**Do this:**
Reproduce every line of the listing below, requests included, and scale each coordinate in the answer paths by 1.05, rounding to whole numbers with halves going up. Leave the numbers in the requests and their format samples unchanged.

**Entries shown:**
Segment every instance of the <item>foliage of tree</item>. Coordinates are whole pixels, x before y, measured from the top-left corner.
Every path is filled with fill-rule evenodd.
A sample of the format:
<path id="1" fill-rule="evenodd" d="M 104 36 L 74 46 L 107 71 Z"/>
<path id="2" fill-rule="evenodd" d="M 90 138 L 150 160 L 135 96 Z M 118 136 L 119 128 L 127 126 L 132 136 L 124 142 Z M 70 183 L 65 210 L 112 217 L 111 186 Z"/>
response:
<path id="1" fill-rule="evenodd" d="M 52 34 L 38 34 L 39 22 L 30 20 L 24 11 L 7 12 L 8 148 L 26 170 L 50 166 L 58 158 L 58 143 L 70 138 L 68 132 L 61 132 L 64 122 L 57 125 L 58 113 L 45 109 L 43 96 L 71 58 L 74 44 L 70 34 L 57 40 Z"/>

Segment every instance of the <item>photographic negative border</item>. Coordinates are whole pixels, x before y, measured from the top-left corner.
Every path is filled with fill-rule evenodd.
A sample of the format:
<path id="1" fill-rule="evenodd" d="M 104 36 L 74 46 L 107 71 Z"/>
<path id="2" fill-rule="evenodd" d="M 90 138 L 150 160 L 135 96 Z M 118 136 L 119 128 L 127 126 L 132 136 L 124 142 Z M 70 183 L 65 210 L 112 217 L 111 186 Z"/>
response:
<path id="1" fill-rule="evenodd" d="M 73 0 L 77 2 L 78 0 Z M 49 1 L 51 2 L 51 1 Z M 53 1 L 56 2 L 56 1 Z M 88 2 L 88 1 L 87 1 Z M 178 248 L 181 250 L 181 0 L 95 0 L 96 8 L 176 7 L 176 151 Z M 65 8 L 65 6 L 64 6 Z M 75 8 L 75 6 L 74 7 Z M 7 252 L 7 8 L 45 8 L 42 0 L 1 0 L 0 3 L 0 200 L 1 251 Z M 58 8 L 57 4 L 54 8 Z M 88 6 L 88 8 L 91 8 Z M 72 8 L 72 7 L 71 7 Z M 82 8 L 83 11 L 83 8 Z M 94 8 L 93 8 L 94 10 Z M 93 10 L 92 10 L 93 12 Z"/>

**Completed task:**
Segment every instance of the <item>foliage of tree</item>. Coordinates are whole pixels, x before y, measured from the top-left corner.
Every path is filled with fill-rule evenodd.
A sample of the format:
<path id="1" fill-rule="evenodd" d="M 104 36 L 74 46 L 107 71 Z"/>
<path id="2" fill-rule="evenodd" d="M 90 138 L 150 160 L 135 96 Z M 118 136 L 119 128 L 127 126 L 132 136 L 124 142 Z M 70 183 L 65 210 L 112 217 L 111 186 Z"/>
response:
<path id="1" fill-rule="evenodd" d="M 55 36 L 40 36 L 41 23 L 32 21 L 25 12 L 7 13 L 8 155 L 27 179 L 53 174 L 61 166 L 61 150 L 74 145 L 71 139 L 64 139 L 67 128 L 60 131 L 61 119 L 47 114 L 45 101 L 75 61 L 78 46 L 74 36 L 60 42 Z"/>

Segment every instance of the <item>photographic negative border</item>. Coordinates are whole pixels, x before y, measured from the top-left corner.
Every path is filled with fill-rule evenodd.
A sample of the format:
<path id="1" fill-rule="evenodd" d="M 104 36 L 74 46 L 107 71 Z"/>
<path id="2" fill-rule="evenodd" d="M 90 138 L 150 160 L 135 96 Z M 118 136 L 119 128 L 127 126 L 132 136 L 124 142 Z M 70 183 L 65 210 L 112 217 L 111 186 Z"/>
response:
<path id="1" fill-rule="evenodd" d="M 77 0 L 81 2 L 82 0 Z M 51 1 L 54 2 L 54 1 Z M 56 1 L 59 2 L 59 1 Z M 92 2 L 92 1 L 91 1 Z M 187 260 L 190 263 L 190 0 L 100 0 L 101 8 L 185 7 L 185 159 Z M 68 8 L 68 6 L 67 6 Z M 79 8 L 79 6 L 78 7 Z M 7 265 L 7 8 L 47 8 L 44 0 L 1 0 L 0 3 L 0 210 L 1 264 Z M 61 8 L 60 4 L 57 8 Z M 92 6 L 92 8 L 96 8 Z M 76 8 L 76 7 L 75 7 Z M 86 8 L 87 12 L 87 8 Z M 99 8 L 98 8 L 99 11 Z M 98 11 L 97 11 L 98 13 Z"/>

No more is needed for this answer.